*** MATERIAL SUPPLIED ***
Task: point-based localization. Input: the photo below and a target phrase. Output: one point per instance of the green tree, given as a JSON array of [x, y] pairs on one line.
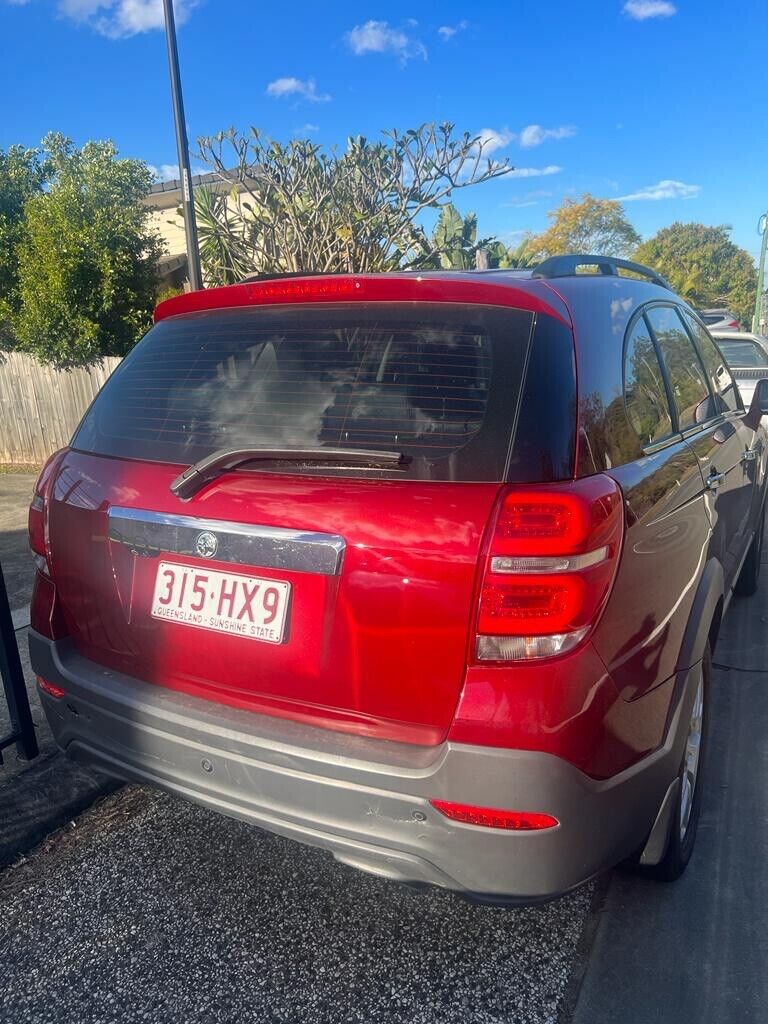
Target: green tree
[[297, 207], [87, 259], [520, 257], [455, 245], [587, 225], [23, 174], [704, 265]]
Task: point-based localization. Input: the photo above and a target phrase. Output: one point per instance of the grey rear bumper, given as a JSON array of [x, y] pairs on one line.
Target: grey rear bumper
[[366, 801]]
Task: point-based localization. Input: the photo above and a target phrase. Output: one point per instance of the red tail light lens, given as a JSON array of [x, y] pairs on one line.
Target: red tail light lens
[[51, 689], [550, 566], [36, 520], [489, 817]]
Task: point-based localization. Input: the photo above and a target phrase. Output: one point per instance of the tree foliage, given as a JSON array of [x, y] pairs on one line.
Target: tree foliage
[[587, 225], [87, 259], [297, 207], [704, 265], [23, 174]]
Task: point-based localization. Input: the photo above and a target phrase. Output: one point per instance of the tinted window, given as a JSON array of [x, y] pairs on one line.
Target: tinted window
[[644, 392], [689, 389], [721, 381], [742, 352], [438, 383]]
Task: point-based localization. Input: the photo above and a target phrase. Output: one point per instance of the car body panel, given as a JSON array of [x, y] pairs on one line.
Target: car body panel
[[377, 704]]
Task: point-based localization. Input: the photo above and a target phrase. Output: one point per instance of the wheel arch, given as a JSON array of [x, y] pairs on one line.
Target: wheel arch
[[706, 616]]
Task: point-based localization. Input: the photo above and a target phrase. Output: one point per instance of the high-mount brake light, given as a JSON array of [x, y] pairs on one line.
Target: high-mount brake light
[[303, 288], [489, 817], [551, 563]]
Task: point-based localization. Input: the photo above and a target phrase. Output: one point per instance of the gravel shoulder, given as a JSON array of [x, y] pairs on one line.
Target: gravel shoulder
[[153, 909]]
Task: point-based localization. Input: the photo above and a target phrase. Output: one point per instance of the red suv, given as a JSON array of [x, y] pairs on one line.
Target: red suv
[[425, 570]]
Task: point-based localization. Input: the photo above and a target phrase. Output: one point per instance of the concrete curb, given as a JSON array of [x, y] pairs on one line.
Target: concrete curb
[[20, 619], [52, 791]]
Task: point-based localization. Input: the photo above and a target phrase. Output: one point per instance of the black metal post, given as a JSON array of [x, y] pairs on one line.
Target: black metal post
[[187, 203], [22, 727]]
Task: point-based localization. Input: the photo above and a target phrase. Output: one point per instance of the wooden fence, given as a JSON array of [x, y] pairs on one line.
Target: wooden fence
[[40, 407]]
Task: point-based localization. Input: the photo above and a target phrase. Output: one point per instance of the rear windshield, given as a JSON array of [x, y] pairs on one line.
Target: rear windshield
[[742, 352], [437, 383]]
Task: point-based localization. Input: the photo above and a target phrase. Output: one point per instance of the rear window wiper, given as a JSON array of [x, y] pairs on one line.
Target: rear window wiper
[[221, 461]]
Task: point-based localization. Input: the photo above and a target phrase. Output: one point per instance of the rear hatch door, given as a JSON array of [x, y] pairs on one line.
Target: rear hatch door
[[337, 594]]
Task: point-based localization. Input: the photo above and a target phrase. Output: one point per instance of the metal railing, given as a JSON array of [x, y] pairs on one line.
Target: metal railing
[[22, 727]]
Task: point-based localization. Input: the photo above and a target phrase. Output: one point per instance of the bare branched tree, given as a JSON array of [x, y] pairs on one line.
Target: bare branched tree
[[297, 207]]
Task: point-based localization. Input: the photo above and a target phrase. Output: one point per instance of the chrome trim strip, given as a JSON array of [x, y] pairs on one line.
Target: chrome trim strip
[[150, 535]]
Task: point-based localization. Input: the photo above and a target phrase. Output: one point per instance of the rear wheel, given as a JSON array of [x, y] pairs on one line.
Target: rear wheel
[[688, 805], [750, 574]]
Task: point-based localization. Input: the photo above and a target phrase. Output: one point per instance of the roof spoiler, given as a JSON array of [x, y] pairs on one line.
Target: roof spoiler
[[566, 266]]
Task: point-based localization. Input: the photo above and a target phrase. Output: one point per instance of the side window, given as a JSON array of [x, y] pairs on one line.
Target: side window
[[644, 392], [717, 369], [689, 388]]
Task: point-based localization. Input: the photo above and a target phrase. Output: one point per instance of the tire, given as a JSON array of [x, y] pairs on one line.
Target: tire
[[750, 574], [688, 805]]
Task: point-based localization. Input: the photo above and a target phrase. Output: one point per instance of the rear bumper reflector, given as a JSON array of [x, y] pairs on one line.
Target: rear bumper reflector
[[50, 689], [488, 817]]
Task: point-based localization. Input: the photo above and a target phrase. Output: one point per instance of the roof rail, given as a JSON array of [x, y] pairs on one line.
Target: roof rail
[[566, 266]]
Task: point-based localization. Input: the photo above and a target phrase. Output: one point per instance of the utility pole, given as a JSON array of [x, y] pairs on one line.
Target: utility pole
[[762, 229], [187, 203]]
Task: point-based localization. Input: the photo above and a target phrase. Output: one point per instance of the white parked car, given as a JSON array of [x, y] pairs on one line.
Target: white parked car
[[747, 355]]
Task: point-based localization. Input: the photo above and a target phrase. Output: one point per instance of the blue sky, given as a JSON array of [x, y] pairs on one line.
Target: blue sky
[[658, 101]]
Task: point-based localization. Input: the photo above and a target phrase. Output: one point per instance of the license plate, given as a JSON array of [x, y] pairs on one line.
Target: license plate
[[226, 602]]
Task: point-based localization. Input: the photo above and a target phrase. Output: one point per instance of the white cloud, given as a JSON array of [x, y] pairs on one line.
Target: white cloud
[[380, 37], [120, 18], [535, 172], [641, 10], [530, 199], [166, 172], [445, 32], [301, 88], [535, 134], [665, 189], [493, 139]]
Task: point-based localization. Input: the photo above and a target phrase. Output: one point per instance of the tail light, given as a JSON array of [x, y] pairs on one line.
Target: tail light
[[549, 568], [45, 611], [36, 521]]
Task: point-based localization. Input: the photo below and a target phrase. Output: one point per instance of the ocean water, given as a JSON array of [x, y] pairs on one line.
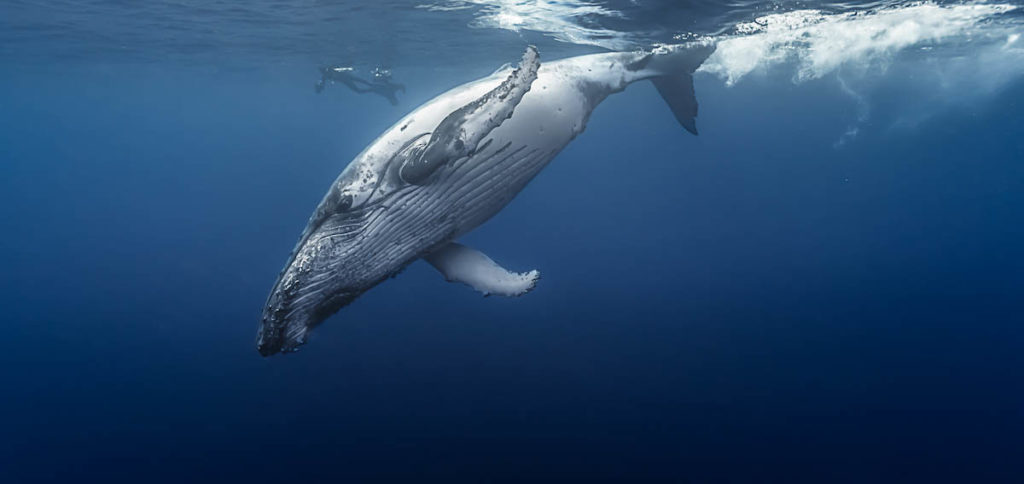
*** End of MATERIAL SUPPLIED ***
## TASK GOAL:
The lines above must be transcribed exactly, with every picture left out.

## SOLUTION:
Task: point-based localization. Input: the photo below and a target phrase. Output: one point per instance of the green tree, given as a JSON array of [x, y] pairs on one line.
Target: green tree
[[297, 207], [87, 259], [520, 257], [455, 245], [587, 225], [23, 174], [704, 265]]
Task: point-based localization. Input: the photo above and a target phrase. Output: one point per instance of the grey rear bumper, given as a JSON array of [x, y] pairs on one line.
Target: grey rear bumper
[[366, 801]]
Task: point-based localization. Input: the photo above and a target phrase. Output: one point per instance of the red tail light lens, given as a JSON array of [x, y] pairs on one line.
Target: red tail light lens
[[51, 689], [550, 566], [36, 520], [489, 817]]
Task: point-based localization. Input: the photo above and a target phrase. Output: one point per instance of the tree foliage, given as a JSON array of [x, y] pairs on one line.
Target: tree foliage
[[587, 225], [87, 259], [297, 207], [704, 265], [23, 174]]
Task: point-based localization. Input: the photo above and a target phrase. Output: one point per instance of the tinted window, given as a JSON array of [x, y] pairs on one line.
Target: tinted window
[[644, 392], [689, 389], [721, 381], [742, 352], [438, 383]]
Task: point-based localization. Input: the photo above and a target phrase. Output: one point per instance of the car body panel, given as a JSON array of [x, y] pairs on one line.
Target: car body panel
[[377, 704]]
Task: point-based localization. Input: the photo above and a target phrase. Output: one point per instance of the wheel arch, given as a JSON array of [x, y] pairs on one line.
Target: wheel arch
[[706, 616]]
Task: point-based localization. Input: the photo above and a target phrase. Output: one point per instance of the high-mount brake light, given as a JSON array of [x, y] pairs on one line.
Target: high-mount brake light
[[303, 288], [489, 817], [551, 563]]
Task: point-based localization. Input: the photo above and a target phrase. Output: one point per instance of the gravel shoulder, given as a JSON array of [x, y] pairs on one line.
Target: gravel shoulder
[[153, 909]]
Task: point-based localization. Input: the photo above and a target phrase. Output: one point per instance of the red suv, given as a JSON array of [x, y] pairs on one line.
Target: red suv
[[425, 570]]
Task: point-based localization. Input: the photo above and a target phrase. Output: one point per instance of the concrete curb, given as a JSON array of [x, y] pairs on one line.
Target: concrete curb
[[20, 619], [52, 791]]
Task: point-based localization. Input: the photo above and a target phrase. Output: one point per instance of the black metal post, given as a JSON array of [x, y] pairs on one line.
Target: black metal post
[[187, 203], [22, 727]]
Task: point-based localization. Input: the photo above and a target phrase. Output: one point per instance of the wooden fence, given as a JSON array of [x, y] pairs on one line.
Target: wooden fence
[[40, 407]]
Task: point-based localization. Input: the photo above and a target phrase. Output: one point per instance of the rear windshield, given as a JSON array of [x, y] pairs on one line.
Target: rear windshield
[[742, 352], [437, 383]]
Task: point-based localization. Input: the photo above and a target phrase. Output: one point per instance of the rear window wiper, given as a JSON array of [x, y] pairs on one line.
Target: rear window wiper
[[221, 461]]
Task: point-based localization. Input: the photo above and a target phrase. Output: one point per instance of the rear hatch door, given as a JSON array of [x, y] pairs on one line.
Target: rear hatch door
[[337, 594]]
Task: point-based localization. Input: the photo above and a target phrase. Output: one point per instance of the metal railing, given as a JSON array of [x, y] pairs on one line.
Target: metal railing
[[22, 727]]
Task: point-based localization. Input: the photo above and a target phrase. Output: one point per instance of the bare branched tree, given as a JSON array of [x, y] pairs on one line.
Target: bare branched tree
[[297, 207]]
Task: point-based localization. Input: the photo above and a target phrase. Output: one point per instance of the chrome trim strip, given as a JSON array of [x, y] pairs on one line.
Target: chrome trim strip
[[150, 535]]
Task: point-based localization. Input: the photo above and a target phrase. Output: one point per instance of the rear wheel, given as a JSON array of [x, y] pairs on one line.
Target: rear wheel
[[688, 805], [750, 574]]
Task: point-based localization. Input: the photo above and a target phrase. Output: one point per instance of the roof spoiler, given as a JSON array of [x, y] pairs on one line.
Target: roof spoiler
[[566, 266]]
Task: point-based localization. Input: the photo above and a target phrase. Output: one point per instance of the side window, given as a JSON array of [x, y] pairs on one line.
Target: side window
[[644, 392], [717, 369], [689, 388]]
Task: point-based localization. Input: the photo above and a target phrase. Output: one point per instance of the tire, given as a JSON array of [x, y] pairs on one line.
Target: tire
[[750, 574], [688, 805]]
Task: point-based localization. Input: the photo above and a target phrase. Output: one point per instance of the rear bumper reflector, given as a JSON array of [x, y] pairs on one line.
Target: rear bumper reflector
[[50, 689], [488, 817]]
Task: point-based localization. Input: the photo above and a target phrase. Output: one point per instance of the roof rail, given as a JSON array of [x, y] pairs on one line.
Target: roof rail
[[566, 266]]
Task: point-based localization. Input: the photo above and a target phrase. Output: one point per instance of the utility pole, given as a JSON array of [x, y] pairs on one line.
Target: utility pole
[[762, 229], [187, 203]]
Task: point-based localization. Input: the photo above and a target phrase. Output: one point per instance of the white parked car, given as a JSON array of [x, y] pairs on one line.
Target: white parked car
[[747, 355]]
Task: point-based localization. Input: the photo above and a target phrase. Output: one point per instance of the blue sky, given as a JSON array of [x, y] pairs on one line.
Target: blue sky
[[658, 101]]
Task: point-based localization. Input: the photo above and a target phrase. Output: one point per instance of the license plate, given as a JSON array of [x, y] pairs on one line.
Target: license plate
[[226, 602]]
Task: point-based localization. Input: the photo above and a target phrase. Output: one point per instance of the white cloud, given as a JSON array of [x, y] pairs on one line.
Target: white cloud
[[380, 37], [120, 18], [535, 172], [641, 10], [530, 199], [166, 172], [445, 32], [301, 88], [535, 134], [665, 189], [493, 139]]
Task: point-based localization. Input: the photo above and a target phrase. Output: one point per instance of the tail light, given as a JSON array of [x, y] pairs on one line.
Target: tail light
[[549, 568], [45, 611], [36, 521]]
Task: point-based localization. Input: the photo below and a target phrase. Output: one point per instance of the ocean water, given as a JSON array of [x, y] pairs on one line.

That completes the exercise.